La storia di Mauro Esposito è – prima e più di tutto – una storia di ribellione, un viaggio nelle viscere della criminalità organizzata e dei suoi tentacoli nell’economia piemontese. E’ una storia di coraggio, di lotta. Per salvare la propria vita e restituire una speranza a una sistema ormai rodato, figlio di collusioni e silenzi complici. La sua vicenda conferma come la ‘ndrangheta esista anche dove non pensiamo e dove – sempre di più – la scopriamo. Lontano dalla Calabria, a capo di società che fatturano milioni di euro. Movimenta denaro e cantieri, cerca nuovi spazi per creare “lavatrici” finanziarie, avvicina gli imprenditori, cerca di corromperli e non ammette rifiuti. Altrimenti passa ai metodi intimidatori .

In quel Nord in cui le storie come quella di Esposito sono poche e l’omertà delle vittime tantissima, si è aperto uno spiraglio per tutti e si è chiusa una porta per i clan. Ed è quello che è successo a questo ingegnere, colpevole di non essersi piegato alle logiche criminali del profitto. Un boss in doppiopetto, legato mani e piedi alle potenti famiglie del Crotonese, ha minacciato lui e la sua famiglia coperto – alle spalle – da un’organizzazione ‘ndranghetista potente e radicata. Lo hanno ridotto sul lastrico per convincerlo a farsi da parte e prendere il suo posto nel remunerativo mondo dell’ingegneria e delle direzioni lavori della provincia sabauda. Hanno cercato di distruggerlo utilizzando anche leggi abrogate da anni e risalenti ai tempi di Mussolini.   Quattro anni dopo la sua denuncia, sono scattati gli arresti e poi le condanne. In mezzo un travaglio lungo e soffocante a caccia di un respiro libero da meccanismi e presenze che il Nord fatica a riconoscere o peggio alimenta in nome del business. Con l’indagine San Michele nata anche dalle denunce di questo imprenditore, Torino ha scoperto la pervasività della mafia calabrese. La spregiudicatezza e la profondità della sua infiltrazione che mirava agli appalti milionari dell’Alta Velocità Torino-Lione. Ed Esposito ha fatto la sua parte.

Consegna →
Prosegui il brano sulla vicenda di Mauro Esposito a partire dalla sua ultima frase.

[Dati registrati]
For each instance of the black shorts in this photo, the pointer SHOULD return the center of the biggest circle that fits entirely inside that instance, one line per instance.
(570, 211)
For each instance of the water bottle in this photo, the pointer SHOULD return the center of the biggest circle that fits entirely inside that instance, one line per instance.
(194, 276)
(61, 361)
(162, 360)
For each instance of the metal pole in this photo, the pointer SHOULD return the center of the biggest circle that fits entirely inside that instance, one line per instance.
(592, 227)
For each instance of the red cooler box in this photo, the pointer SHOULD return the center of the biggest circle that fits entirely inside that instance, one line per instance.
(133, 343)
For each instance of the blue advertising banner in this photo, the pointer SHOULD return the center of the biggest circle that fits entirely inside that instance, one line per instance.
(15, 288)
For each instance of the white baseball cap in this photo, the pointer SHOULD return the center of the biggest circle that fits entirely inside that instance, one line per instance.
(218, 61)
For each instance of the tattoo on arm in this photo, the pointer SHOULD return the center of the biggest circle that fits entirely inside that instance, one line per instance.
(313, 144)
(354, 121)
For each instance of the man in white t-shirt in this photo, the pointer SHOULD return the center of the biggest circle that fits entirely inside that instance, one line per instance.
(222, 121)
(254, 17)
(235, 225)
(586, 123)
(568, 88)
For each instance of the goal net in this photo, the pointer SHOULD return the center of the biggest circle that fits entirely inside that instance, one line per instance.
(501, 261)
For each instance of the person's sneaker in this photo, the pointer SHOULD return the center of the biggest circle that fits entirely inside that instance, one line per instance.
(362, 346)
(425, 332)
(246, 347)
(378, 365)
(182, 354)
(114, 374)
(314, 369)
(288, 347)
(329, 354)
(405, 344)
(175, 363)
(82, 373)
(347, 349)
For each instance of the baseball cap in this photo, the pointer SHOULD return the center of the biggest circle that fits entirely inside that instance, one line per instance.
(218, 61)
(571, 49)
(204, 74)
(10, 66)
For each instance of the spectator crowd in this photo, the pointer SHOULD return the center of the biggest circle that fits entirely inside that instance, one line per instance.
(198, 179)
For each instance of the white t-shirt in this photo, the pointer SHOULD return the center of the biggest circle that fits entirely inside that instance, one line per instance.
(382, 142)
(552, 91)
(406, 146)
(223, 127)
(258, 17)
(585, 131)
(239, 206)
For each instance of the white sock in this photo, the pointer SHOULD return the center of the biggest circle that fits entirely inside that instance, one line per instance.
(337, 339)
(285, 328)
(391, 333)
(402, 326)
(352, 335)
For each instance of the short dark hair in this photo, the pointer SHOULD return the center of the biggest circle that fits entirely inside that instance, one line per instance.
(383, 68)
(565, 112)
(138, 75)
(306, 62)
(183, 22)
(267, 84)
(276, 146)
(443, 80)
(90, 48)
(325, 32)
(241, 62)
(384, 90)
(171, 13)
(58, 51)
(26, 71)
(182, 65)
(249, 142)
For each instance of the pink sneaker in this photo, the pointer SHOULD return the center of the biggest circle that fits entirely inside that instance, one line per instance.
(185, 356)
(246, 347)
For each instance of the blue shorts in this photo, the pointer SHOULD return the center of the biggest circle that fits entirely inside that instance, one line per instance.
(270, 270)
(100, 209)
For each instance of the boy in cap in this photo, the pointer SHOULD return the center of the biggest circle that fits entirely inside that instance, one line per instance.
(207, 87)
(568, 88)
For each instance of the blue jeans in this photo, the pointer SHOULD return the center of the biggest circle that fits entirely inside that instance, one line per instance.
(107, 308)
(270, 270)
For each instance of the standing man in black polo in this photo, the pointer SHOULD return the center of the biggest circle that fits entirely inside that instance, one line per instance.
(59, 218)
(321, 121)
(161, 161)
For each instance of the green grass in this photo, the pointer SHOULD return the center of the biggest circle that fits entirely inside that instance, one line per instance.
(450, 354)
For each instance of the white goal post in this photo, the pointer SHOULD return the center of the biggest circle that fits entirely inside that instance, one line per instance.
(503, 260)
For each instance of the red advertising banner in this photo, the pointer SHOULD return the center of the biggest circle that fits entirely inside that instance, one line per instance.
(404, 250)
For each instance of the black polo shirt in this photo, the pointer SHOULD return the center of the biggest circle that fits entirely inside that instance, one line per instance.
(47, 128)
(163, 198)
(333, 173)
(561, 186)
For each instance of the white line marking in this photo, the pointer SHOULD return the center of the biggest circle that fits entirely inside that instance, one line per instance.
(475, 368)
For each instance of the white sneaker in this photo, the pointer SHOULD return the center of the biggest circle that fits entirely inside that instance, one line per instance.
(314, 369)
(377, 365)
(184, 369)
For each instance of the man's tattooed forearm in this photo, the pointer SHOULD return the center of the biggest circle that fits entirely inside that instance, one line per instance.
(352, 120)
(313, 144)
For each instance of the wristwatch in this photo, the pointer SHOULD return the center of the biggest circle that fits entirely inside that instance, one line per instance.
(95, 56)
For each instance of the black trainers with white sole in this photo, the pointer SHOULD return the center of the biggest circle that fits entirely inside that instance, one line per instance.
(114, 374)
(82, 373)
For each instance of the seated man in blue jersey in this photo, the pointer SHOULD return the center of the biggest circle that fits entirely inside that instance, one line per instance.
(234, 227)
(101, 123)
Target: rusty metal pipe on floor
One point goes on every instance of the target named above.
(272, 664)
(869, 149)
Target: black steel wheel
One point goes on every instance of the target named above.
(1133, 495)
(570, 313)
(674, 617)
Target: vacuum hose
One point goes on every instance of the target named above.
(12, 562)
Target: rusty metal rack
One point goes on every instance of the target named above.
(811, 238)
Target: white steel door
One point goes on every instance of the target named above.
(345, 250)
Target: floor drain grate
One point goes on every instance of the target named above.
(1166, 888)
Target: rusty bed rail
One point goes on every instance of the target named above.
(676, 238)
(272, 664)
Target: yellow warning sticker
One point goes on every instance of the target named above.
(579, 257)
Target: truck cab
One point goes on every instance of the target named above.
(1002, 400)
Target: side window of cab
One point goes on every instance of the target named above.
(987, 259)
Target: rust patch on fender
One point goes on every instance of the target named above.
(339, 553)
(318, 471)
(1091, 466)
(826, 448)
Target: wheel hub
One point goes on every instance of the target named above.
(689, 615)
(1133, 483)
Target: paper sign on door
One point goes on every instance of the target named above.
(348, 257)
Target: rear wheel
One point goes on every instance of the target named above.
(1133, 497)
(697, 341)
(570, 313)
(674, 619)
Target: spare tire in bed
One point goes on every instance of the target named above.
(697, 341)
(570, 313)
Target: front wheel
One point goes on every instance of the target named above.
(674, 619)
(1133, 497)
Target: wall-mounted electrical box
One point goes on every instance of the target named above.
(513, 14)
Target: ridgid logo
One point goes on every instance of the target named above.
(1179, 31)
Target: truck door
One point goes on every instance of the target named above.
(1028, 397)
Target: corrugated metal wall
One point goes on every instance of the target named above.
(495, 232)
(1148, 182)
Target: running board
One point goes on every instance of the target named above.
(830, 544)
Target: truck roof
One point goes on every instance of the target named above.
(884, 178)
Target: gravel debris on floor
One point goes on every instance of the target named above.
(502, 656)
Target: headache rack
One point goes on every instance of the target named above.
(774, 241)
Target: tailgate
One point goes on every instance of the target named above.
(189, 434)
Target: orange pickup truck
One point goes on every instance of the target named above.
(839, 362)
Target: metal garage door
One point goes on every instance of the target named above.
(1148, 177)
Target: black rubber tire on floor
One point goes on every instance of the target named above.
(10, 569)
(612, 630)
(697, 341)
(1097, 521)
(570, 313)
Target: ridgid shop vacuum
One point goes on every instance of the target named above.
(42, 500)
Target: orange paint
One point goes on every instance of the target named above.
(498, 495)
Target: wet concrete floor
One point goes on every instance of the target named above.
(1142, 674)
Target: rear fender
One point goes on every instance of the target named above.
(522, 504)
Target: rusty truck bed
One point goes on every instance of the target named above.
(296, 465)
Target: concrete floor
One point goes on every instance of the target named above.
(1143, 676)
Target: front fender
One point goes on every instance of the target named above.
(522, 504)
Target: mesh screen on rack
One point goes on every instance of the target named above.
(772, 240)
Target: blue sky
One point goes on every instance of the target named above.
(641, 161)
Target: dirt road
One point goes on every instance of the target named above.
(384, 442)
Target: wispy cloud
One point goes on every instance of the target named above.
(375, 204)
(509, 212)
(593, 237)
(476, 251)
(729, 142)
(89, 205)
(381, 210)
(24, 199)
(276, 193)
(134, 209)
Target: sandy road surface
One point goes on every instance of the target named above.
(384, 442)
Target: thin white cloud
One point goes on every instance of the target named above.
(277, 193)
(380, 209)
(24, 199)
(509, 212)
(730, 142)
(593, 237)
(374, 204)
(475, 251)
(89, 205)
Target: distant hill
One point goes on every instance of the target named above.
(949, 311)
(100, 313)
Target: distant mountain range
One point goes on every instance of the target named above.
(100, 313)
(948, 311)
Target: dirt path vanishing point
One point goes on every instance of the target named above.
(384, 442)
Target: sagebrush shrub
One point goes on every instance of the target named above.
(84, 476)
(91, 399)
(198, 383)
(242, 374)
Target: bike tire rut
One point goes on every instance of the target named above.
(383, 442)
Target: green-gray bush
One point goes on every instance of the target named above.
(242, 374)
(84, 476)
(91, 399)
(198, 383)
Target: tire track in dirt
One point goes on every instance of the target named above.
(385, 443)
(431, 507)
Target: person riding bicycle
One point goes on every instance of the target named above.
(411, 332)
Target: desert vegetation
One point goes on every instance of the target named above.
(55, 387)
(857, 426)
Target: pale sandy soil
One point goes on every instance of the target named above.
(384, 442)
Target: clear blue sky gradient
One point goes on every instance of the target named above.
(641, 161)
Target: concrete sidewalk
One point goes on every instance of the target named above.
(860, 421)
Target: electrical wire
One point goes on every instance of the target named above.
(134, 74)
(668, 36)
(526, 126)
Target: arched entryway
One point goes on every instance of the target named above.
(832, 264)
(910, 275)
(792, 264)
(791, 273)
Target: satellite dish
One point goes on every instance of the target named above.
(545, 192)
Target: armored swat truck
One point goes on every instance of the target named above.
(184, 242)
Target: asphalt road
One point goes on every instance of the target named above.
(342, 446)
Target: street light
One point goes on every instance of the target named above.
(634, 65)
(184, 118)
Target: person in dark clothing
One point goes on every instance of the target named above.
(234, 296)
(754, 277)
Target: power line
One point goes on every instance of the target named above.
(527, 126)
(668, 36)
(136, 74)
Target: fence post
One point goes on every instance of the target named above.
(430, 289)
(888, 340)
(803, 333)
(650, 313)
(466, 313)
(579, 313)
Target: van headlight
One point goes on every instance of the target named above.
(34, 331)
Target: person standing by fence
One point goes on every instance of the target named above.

Risposta →
Oggi è testimone di giustizia. Si sta dignitosamente rialzando. Combatte ancora per concludere un percorso reso complesso dall’elefantismo dello Stato. Che è mamma ma anche matrigna quando si tratta di riconoscere i meriti di chi ha denunciato. Il processo si è concluso con 19 condanne per 416 bis.  Tra questi anche il boss in Porche Cayenne denunciato dall’ingegnere di Caselle.